**EXERCISE INSTRUCTIONS**:
Can you copy out word for word everything from the start of the records down to the line that contains "[(246, 198)]", including that line, and leave the pictures out of your answer?

** Start of DATA IN THIS EXERCISE **

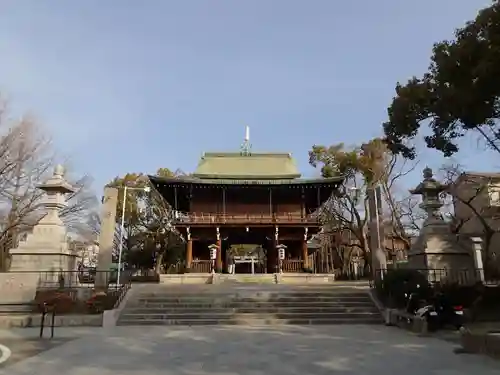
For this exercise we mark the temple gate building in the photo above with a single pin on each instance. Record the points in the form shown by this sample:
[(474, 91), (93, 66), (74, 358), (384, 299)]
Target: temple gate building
[(246, 198)]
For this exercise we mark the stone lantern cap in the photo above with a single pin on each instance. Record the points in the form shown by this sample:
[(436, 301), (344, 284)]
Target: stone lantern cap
[(429, 184), (57, 183)]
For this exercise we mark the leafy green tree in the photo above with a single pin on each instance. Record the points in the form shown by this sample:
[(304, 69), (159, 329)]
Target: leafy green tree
[(148, 240), (363, 167), (458, 95)]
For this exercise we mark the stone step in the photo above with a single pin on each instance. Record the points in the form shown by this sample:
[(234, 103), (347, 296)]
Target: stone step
[(234, 291), (14, 321), (248, 309), (237, 316), (253, 304), (248, 322), (305, 298)]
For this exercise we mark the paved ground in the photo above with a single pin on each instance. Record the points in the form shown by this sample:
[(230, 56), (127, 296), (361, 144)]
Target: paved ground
[(318, 350)]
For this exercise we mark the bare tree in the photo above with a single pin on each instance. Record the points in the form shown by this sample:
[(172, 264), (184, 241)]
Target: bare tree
[(26, 160)]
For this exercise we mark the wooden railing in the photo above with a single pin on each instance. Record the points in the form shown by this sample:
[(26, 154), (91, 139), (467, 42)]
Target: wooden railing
[(207, 218), (201, 266)]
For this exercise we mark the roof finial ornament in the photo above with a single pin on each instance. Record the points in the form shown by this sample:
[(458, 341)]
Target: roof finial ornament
[(246, 147)]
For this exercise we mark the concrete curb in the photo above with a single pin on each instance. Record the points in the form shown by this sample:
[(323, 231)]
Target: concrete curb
[(110, 317)]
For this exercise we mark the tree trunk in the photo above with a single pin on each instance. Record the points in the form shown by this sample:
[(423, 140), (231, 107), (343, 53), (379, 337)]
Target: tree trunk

** End of DATA IN THIS EXERCISE **

**TASK RESPONSE**:
For this exercise we mark the temple gate building in the photo above with a single pin on each instance. Record the points in the form shown by this sample:
[(474, 91), (93, 66), (74, 358), (384, 299)]
Target: temple gate building
[(246, 198)]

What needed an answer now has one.